_Page text_.
2nd, 5th & 7th Prime Minister of Solomon Islands
- In office 7 November 1994 – 27 August 1997
- Monarch: Elizabeth II
- Governor-General: Sir Moses Pitakaka
- Preceded by: Francis Billy Hilly
- Succeeded by: Bartholomew Ulufa'alu
- In office 28 March 1989 – 18 June 1993
- Monarch: Elizabeth II
- Governor-General: Sir George Lepping
- Preceded by: Ezekiel Alebua
- Succeeded by: Francis Billy Hilly
- In office 30 August 1981 – 19 November 1984
- Monarch: Elizabeth II
- Governor-General: Sir Baddeley Devesi
- Preceded by: Peter Kenilorea
- Succeeded by: Peter Kenilorea

Leader of the Opposition
- In office 1998 – 11 January 2000
- Preceded by: Edward Huni'ehu
- Succeeded by: Manasseh Sogavare
- In office 1993–1994
- Preceded by: Joses Tuhanuku
- Succeeded by: Baddeley Devesi
- In office 1984–1988
- Preceded by: Peter Kenilorea
- Succeeded by: Andrew Nori
- In office 1980–1981
- Preceded by: Bartholomew Ulufa'alu
- Succeeded by: Peter Kenilorea

Chief Minister of the British Solomon Islands
- In office 1974–1976
- Monarch: Elizabeth II
- Governor: Sir Donald Luddington

Personal details
- Born: 23 January 1943 Rumahui, Makira, British Solomon Islands
- Died: 11 January 2000 (aged 56) Honiara, Solomon Islands
- Party: People's Progressive Party (1973–1979/80) People's Alliance Party (1979/80–1992/3) Group for National Unity and Reconciliation (1993–1994) Solomon Islands National Unity, Reconciliation and Progressive Party (1994–1997)

= Solomon Mamaloni =

Prime Minister of the Solomon Islands (1943–2000)

Solomon Sunaone Mamaloni (23 January 1943 – 11 January 2000) was a Solomon Islands politician. He was the first chief minister of the islands, and later served as the prime minister for three spells in the 1980s and 1990s.

==Biography==
Mamaloni was born in 1943 in Rumahui, Arosi, in West Makira. He was educated at Pawa School and King George VI Secondary School before attending Te Aute College in New Zealand. He joined the civil service in 1966, initially working as an executive officer for the Legislative Council, before becoming a clerk.

He was elected to the Governing Council from the Makira constituency in the 1970 elections. After being re-elected in 1973, he was involved in the establishment of the People's Progressive Party the following January. Later in 1974, the new post of Chief Minister was established, with Mamaloni being elected after the sixth round of voting.

_Your goal_. Print the part of the Solomon Mamaloni text between "Personal details" and "Progressive Party (1994–1997)", inclusive.

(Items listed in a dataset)
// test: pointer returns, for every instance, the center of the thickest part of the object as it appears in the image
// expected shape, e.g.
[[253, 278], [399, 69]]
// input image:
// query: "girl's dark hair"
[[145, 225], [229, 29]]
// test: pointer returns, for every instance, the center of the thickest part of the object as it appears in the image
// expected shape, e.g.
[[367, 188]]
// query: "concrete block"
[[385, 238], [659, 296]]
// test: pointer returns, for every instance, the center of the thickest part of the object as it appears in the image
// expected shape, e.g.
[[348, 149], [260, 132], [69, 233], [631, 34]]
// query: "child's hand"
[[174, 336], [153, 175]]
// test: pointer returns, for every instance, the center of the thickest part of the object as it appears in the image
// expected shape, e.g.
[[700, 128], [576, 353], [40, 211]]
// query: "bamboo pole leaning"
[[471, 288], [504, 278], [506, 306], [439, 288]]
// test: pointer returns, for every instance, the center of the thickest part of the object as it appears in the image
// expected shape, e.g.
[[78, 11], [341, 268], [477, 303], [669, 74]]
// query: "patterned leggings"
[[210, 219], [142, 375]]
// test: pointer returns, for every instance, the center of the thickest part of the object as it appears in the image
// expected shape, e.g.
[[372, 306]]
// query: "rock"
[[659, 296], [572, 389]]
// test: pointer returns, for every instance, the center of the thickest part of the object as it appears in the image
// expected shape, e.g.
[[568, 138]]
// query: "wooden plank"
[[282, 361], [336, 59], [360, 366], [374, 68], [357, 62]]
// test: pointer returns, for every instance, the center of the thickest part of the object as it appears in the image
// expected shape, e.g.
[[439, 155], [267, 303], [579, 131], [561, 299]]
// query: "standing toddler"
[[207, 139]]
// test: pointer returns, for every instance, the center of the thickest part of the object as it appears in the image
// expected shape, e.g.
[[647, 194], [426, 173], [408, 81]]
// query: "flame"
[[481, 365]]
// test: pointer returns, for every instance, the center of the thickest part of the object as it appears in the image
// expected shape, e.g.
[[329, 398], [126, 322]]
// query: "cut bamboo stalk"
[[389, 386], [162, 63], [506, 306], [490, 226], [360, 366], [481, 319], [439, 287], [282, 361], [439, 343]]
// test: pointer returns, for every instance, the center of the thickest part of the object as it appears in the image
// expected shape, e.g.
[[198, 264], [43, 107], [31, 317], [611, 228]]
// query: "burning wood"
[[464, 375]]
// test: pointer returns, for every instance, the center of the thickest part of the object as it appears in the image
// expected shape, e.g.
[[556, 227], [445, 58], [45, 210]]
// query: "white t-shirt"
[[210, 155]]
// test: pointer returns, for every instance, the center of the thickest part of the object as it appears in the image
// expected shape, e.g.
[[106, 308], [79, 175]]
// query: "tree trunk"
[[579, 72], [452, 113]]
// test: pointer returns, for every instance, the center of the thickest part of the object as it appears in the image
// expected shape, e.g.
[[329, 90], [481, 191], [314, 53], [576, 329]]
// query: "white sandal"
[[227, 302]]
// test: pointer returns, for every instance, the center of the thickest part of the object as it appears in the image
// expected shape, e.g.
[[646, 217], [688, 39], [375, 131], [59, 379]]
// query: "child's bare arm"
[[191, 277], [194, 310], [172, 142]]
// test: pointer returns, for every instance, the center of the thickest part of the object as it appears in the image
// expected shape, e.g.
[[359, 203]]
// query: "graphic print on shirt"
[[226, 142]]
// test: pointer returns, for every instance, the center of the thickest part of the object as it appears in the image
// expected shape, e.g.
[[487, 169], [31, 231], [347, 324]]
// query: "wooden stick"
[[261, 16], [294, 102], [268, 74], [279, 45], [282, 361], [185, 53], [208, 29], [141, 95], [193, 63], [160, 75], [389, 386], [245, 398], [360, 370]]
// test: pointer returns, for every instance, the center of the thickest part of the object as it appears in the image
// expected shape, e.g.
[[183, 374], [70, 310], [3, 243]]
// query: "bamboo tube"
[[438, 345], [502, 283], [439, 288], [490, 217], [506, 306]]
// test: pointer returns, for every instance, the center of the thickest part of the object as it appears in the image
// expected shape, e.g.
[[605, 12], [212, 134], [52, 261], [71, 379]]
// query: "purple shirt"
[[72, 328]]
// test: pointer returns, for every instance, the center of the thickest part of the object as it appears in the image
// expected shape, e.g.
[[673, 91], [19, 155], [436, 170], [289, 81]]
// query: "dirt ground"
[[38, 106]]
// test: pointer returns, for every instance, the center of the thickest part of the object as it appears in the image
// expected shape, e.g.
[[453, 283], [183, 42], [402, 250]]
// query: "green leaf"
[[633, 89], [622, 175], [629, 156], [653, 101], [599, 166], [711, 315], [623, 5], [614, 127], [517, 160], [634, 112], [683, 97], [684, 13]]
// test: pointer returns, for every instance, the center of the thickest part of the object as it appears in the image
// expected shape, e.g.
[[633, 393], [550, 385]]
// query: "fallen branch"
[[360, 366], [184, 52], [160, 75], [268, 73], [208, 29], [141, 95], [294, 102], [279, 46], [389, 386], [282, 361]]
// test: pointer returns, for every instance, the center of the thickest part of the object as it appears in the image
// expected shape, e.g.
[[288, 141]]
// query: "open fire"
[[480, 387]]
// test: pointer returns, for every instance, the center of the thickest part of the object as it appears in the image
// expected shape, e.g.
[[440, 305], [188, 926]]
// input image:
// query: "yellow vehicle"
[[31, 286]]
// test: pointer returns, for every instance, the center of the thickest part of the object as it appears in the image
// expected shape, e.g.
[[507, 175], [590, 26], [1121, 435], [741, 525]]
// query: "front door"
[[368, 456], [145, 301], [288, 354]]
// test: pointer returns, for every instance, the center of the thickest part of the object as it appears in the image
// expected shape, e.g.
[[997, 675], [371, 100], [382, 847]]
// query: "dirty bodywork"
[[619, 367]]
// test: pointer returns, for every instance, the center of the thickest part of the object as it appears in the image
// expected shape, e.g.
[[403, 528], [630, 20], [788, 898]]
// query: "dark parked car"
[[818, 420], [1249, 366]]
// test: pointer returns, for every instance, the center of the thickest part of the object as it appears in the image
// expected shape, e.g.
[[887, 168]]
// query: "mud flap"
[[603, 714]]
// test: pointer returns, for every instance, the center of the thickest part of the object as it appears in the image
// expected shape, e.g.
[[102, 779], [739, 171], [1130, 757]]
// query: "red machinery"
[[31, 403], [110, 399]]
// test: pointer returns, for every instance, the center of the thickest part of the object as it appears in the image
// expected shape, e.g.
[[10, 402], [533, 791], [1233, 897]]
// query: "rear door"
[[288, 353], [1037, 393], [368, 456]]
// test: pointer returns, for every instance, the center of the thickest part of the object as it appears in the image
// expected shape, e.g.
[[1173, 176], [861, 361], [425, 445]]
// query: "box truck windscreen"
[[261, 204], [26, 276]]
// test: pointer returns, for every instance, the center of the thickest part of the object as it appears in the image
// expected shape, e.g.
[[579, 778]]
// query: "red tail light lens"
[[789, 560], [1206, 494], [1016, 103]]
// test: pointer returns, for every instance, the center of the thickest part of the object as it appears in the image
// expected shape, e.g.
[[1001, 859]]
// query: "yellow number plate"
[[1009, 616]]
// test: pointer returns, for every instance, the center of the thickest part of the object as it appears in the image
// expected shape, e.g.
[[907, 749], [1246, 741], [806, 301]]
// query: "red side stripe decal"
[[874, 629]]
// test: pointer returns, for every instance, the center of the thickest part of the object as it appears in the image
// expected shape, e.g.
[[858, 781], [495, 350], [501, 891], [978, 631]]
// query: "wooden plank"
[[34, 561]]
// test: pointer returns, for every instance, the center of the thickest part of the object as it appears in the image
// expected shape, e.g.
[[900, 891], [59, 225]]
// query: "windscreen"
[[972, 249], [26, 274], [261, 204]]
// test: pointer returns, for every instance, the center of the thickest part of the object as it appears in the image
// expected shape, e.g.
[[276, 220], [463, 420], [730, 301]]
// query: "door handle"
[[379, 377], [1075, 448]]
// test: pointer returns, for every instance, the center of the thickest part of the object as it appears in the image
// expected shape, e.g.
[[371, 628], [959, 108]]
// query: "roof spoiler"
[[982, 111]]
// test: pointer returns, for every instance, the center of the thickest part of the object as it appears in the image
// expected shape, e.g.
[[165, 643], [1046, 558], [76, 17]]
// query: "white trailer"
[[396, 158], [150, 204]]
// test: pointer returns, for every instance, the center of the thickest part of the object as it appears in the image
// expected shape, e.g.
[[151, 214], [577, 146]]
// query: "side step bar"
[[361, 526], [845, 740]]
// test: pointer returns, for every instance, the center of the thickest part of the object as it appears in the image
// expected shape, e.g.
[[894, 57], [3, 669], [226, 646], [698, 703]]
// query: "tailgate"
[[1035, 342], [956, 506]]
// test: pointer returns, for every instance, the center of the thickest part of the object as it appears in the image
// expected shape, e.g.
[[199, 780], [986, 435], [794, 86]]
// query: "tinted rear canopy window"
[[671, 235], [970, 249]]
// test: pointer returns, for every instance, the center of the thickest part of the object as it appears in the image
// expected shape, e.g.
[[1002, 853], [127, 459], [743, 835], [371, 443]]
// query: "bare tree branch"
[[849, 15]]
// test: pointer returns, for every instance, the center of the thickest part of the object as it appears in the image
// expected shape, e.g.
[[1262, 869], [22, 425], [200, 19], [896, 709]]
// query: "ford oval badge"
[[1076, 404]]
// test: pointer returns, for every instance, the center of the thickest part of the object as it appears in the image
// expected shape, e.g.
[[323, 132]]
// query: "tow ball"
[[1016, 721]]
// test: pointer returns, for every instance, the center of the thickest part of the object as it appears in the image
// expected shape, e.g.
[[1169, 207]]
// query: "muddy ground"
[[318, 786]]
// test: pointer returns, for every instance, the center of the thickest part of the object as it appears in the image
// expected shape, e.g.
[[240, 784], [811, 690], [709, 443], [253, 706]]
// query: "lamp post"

_Finished task_.
Personal details
- Born: 23 January 1943 Rumahui, Makira, British Solomon Islands
- Died: 11 January 2000 (aged 56) Honiara, Solomon Islands
- Party: People's Progressive Party (1973–1979/80) People's Alliance Party (1979/80–1992/3) Group for National Unity and Reconciliation (1993–1994) Solomon Islands National Unity, Reconciliation and Progressive Party (1994–1997)